Exercise requirements ▸
Some lines in the listing below may include the string "letter". How many are there? Give only the number.

++++ Records provided ++++

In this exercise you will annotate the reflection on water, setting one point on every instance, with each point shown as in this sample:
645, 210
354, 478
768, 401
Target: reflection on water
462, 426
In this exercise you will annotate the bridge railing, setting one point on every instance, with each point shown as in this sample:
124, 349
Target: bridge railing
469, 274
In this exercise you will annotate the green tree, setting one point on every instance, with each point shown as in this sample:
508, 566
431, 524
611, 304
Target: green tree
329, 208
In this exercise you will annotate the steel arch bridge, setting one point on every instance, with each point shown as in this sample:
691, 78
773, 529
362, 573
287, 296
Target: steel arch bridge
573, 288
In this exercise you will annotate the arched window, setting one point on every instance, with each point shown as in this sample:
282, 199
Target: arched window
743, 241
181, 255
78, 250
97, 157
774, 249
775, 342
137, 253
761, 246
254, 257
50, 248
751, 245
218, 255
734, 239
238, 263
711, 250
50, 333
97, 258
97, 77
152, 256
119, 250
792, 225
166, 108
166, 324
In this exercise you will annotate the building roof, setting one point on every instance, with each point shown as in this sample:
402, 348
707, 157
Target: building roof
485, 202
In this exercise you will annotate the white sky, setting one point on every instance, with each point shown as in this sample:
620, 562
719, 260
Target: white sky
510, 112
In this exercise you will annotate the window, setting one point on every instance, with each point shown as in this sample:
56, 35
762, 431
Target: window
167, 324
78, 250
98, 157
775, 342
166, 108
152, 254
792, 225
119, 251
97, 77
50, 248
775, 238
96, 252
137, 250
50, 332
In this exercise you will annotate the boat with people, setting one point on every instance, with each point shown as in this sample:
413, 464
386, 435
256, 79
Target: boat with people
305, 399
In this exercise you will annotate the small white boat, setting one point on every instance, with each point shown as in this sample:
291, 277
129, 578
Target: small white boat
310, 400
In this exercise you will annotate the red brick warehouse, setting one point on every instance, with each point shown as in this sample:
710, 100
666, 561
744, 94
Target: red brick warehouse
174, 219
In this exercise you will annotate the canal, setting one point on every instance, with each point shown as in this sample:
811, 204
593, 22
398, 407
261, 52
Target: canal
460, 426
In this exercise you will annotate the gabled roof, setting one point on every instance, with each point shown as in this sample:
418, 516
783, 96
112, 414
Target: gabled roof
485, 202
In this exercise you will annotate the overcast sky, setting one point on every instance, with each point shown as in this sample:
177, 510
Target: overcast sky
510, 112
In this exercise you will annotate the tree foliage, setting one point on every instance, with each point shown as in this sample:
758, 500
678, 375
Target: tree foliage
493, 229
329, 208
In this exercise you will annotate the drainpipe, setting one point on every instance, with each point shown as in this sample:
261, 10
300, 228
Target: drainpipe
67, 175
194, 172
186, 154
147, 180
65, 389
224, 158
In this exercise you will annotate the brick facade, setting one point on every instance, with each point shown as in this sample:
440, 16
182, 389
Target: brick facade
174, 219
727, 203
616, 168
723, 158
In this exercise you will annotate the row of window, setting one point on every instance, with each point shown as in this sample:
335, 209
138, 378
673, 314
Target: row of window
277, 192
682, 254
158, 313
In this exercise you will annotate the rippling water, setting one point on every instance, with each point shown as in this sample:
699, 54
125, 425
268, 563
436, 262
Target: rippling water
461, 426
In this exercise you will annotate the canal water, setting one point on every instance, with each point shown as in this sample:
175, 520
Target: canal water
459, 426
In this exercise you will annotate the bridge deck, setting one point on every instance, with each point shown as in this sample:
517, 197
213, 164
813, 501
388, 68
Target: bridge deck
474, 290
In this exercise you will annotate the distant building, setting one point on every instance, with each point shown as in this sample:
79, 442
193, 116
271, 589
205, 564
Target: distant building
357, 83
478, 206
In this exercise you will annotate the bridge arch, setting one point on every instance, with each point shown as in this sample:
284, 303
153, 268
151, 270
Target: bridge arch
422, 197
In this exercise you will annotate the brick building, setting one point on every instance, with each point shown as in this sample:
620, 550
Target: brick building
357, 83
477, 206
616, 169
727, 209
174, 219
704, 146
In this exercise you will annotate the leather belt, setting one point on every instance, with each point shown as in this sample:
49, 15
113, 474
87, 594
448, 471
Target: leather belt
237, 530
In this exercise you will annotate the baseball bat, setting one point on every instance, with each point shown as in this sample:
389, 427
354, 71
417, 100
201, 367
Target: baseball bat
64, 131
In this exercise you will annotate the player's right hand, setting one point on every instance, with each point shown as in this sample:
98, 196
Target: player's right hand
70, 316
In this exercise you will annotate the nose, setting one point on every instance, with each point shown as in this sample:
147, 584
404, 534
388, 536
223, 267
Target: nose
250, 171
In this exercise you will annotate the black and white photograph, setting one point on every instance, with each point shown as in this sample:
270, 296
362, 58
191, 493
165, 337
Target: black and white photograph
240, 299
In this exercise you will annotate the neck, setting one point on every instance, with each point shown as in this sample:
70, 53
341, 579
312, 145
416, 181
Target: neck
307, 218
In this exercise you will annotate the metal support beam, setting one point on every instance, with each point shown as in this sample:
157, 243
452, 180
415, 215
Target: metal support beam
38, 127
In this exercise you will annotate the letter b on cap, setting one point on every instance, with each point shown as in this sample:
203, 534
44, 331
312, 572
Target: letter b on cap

++++
++++ Records provided ++++

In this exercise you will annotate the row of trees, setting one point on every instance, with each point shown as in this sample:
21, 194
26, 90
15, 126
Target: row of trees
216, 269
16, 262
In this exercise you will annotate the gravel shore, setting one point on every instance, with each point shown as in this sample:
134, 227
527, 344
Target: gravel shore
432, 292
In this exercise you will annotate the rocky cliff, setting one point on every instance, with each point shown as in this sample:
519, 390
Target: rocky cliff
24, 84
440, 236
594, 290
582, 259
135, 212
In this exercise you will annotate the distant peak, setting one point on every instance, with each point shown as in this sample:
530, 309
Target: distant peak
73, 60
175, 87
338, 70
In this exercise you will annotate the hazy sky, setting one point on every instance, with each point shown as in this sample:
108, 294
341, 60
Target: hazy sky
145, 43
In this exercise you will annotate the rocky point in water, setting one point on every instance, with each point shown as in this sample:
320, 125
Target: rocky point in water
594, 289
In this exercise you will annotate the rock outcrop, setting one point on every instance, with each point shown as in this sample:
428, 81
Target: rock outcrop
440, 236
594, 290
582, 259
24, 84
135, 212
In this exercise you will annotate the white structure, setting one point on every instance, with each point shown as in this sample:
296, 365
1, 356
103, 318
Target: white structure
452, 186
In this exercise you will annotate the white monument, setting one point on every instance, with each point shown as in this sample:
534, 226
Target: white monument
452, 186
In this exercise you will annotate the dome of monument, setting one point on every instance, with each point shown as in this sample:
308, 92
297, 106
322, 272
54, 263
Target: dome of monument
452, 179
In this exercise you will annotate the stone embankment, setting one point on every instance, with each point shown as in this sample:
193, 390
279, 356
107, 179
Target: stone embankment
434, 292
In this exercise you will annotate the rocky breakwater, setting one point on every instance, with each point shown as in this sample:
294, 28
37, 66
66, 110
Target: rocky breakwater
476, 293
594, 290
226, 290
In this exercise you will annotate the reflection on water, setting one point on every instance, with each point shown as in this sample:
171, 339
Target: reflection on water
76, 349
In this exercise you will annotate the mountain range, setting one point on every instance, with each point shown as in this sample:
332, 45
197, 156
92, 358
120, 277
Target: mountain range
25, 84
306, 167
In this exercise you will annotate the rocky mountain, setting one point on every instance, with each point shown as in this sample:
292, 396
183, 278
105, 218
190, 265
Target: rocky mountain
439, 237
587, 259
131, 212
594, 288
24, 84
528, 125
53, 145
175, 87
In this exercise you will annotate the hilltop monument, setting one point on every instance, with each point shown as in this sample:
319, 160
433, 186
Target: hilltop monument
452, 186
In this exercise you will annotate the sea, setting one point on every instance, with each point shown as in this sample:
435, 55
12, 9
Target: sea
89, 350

++++

Response to this exercise ▸
2